◆ Problems to work on:
#1 Retype the passage from the post about interviewing Barbara Martin Stephens between "Then in April" and "with you. . .", inclusive.
#2 In the entries, rewrite the lines between the lines holding "Where can the dry" and "point(34, 236)", inclusive, with "dry grass" renamed to "withered grass" and everything else left as is. Return only those lines.

I’ve been wondering whether I needed to explain this at all, but I did mention it on air, so if anyone is curious, this is what happened:
Barbara Martin Stephens lived with Jimmy Martin from 1953 to 1966, and had four of his children (they were never married, and Tennessee has no common-law marriage statute). Last year she published a book about her life with Jimmy and thereafter, Don’t Give Your Heart to a Rambler: My Life with Jimmy Martin, the King of Bluegrass (University of Illinois Press, Urbana, 2017).
Back in January, Ken Irwin (Rounder Records) mentioned that Barbara Martin Stephens would be coming North in the summer and was looking for opportunities to promote her book. I responded,
I might well be interested in interviewing her on HAH, especially if the conversation could focus on Jimmy Martin’s history, and if we could juxtapose talk with plenty of Jimmy Martin songs—much as I did with David Johnson and his book on the Stanley Brothers.
Feel free to pass this on to whomever might be doing promotion for the book.
Then in April I got an inquiry from a representative of an outfit called ‘Handsome Ladies, Women in Bluegrass’, named Cindy, who put me in touch with Barbara Stephens. We arranged for her to come to WHRB on June 16th, a week before she was scheduled to appear for a Jimmy Martin tribute at the Jenny Brook Bluegrass Festival. I was enthusiastic at that time, telling Barbara:
I’m a long-time fan of Jimmy Martin’s music, and have played him on the radio for many decades. It will be a great opportunity to revisit some of the music, and learn about his life with you. . .
Hillbilly at Harvard is an informal show, running from 9 AM to 1 PM (Eastern time), and I can certainly spend an hour or two with you, providing we play enough music. What might make the most sense is to proceed chronologically, relating the events in your book with the songs that he was recording at the time. Since HAH is a country show, our listeners would enjoy hearing about your experiences with others in the country and bluegrass fields, too.

(Pointing dataset entries)
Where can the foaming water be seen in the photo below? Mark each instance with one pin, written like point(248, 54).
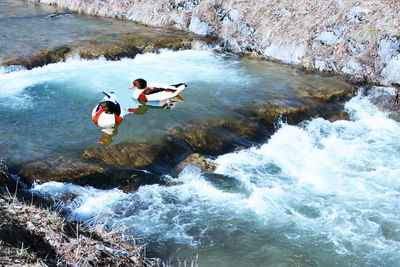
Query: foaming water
point(317, 194)
point(46, 110)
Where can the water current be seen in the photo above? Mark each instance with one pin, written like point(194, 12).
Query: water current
point(319, 193)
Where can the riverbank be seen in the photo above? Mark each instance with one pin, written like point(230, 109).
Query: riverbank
point(38, 236)
point(356, 39)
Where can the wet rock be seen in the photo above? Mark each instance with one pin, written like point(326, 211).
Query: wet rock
point(93, 49)
point(268, 113)
point(204, 139)
point(197, 160)
point(127, 155)
point(64, 169)
point(40, 58)
point(80, 172)
point(325, 92)
point(222, 136)
point(387, 99)
point(6, 182)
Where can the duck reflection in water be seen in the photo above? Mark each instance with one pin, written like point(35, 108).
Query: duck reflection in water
point(141, 107)
point(108, 114)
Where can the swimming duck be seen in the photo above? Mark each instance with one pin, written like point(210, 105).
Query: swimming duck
point(108, 112)
point(155, 91)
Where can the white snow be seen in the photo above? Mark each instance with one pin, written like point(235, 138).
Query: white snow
point(392, 71)
point(199, 27)
point(291, 54)
point(388, 48)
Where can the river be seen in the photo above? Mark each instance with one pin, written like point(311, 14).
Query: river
point(320, 193)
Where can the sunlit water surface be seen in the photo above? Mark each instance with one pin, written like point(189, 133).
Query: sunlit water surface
point(317, 194)
point(47, 110)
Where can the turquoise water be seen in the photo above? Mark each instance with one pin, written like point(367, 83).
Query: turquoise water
point(47, 110)
point(317, 194)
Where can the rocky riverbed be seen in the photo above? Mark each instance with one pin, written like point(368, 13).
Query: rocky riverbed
point(353, 38)
point(35, 235)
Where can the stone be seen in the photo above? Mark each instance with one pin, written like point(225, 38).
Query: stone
point(204, 139)
point(199, 27)
point(63, 169)
point(6, 182)
point(199, 161)
point(126, 155)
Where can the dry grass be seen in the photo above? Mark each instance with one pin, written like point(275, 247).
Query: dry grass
point(34, 236)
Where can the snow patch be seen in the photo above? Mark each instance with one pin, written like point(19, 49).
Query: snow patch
point(356, 13)
point(290, 54)
point(392, 71)
point(321, 65)
point(199, 27)
point(353, 68)
point(331, 37)
point(328, 38)
point(388, 48)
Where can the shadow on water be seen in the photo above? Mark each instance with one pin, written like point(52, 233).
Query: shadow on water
point(138, 107)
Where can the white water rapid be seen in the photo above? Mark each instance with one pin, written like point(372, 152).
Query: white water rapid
point(317, 194)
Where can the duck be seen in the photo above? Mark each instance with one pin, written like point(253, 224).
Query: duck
point(107, 113)
point(155, 91)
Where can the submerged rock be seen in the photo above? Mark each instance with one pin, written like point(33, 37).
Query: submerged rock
point(215, 138)
point(6, 182)
point(63, 169)
point(81, 172)
point(197, 160)
point(125, 155)
point(387, 99)
point(336, 36)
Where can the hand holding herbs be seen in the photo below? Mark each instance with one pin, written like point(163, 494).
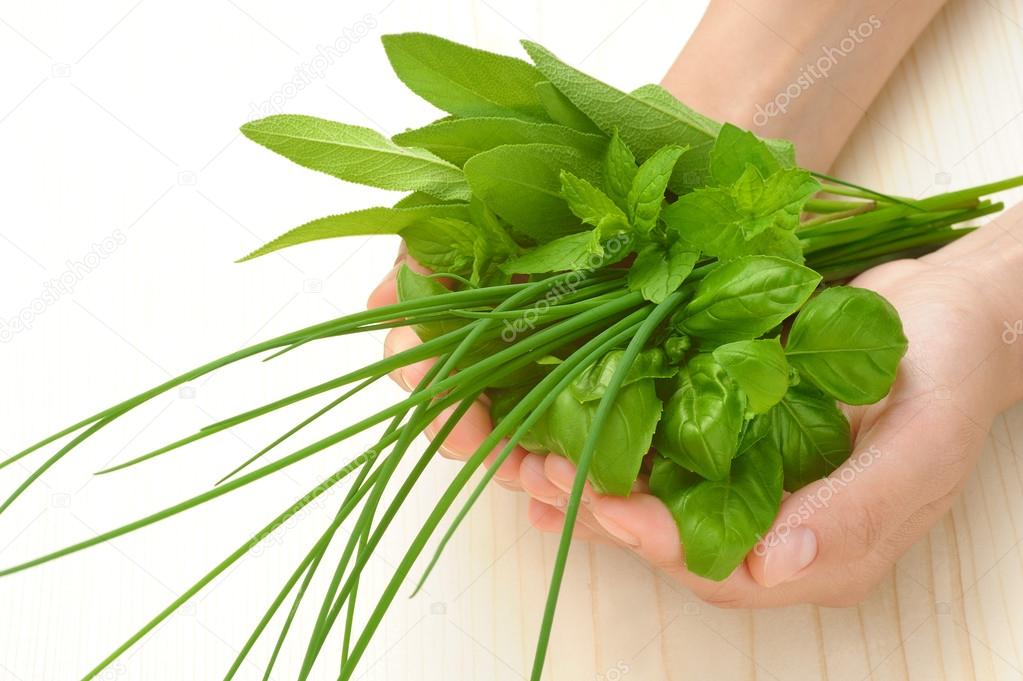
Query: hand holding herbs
point(623, 274)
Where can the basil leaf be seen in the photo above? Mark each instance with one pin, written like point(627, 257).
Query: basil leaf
point(734, 150)
point(720, 520)
point(759, 368)
point(462, 80)
point(810, 434)
point(562, 110)
point(849, 343)
point(522, 184)
point(592, 206)
point(411, 285)
point(703, 419)
point(647, 193)
point(357, 154)
point(669, 482)
point(365, 222)
point(458, 140)
point(745, 298)
point(592, 383)
point(619, 171)
point(659, 270)
point(624, 440)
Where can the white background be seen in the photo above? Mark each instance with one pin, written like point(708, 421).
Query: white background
point(121, 119)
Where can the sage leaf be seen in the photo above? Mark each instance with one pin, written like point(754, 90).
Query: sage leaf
point(458, 140)
point(522, 184)
point(647, 193)
point(364, 223)
point(745, 298)
point(810, 434)
point(849, 343)
point(357, 154)
point(759, 368)
point(703, 419)
point(659, 270)
point(462, 80)
point(562, 110)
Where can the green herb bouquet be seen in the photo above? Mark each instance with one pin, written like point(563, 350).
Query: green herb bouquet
point(624, 279)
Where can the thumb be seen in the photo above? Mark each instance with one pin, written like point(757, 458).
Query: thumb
point(834, 539)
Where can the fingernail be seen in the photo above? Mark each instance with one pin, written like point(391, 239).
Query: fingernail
point(790, 556)
point(616, 531)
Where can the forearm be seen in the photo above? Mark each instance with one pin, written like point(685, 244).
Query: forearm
point(802, 71)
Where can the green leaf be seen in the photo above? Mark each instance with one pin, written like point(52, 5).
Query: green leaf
point(460, 139)
point(592, 206)
point(720, 520)
point(810, 434)
point(624, 440)
point(709, 221)
point(364, 223)
point(357, 154)
point(775, 201)
point(849, 343)
point(659, 270)
point(592, 383)
point(522, 184)
point(703, 419)
point(647, 193)
point(745, 298)
point(411, 285)
point(647, 120)
point(619, 171)
point(562, 110)
point(759, 368)
point(462, 80)
point(669, 482)
point(737, 148)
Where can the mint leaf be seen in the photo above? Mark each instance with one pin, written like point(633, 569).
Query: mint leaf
point(574, 252)
point(522, 184)
point(619, 171)
point(357, 154)
point(737, 148)
point(659, 270)
point(562, 110)
point(592, 206)
point(365, 222)
point(647, 193)
point(775, 201)
point(462, 80)
point(458, 140)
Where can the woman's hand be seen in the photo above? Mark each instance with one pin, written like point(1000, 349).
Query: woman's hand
point(835, 539)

◆ Per-task outputs:
#1
Then in April I got an inquiry from a representative of an outfit called ‘Handsome Ladies, Women in Bluegrass’, named Cindy, who put me in touch with Barbara Stephens. We arranged for her to come to WHRB on June 16th, a week before she was scheduled to appear for a Jimmy Martin tribute at the Jenny Brook Bluegrass Festival. I was enthusiastic at that time, telling Barbara:
I’m a long-time fan of Jimmy Martin’s music, and have played him on the radio for many decades. It will be a great opportunity to revisit some of the music, and learn about his life with you. . .

#2
Where can the withered grass be seen in the photo above? Mark each instance with one pin, written like point(275, 247).
Query: withered grass
point(34, 236)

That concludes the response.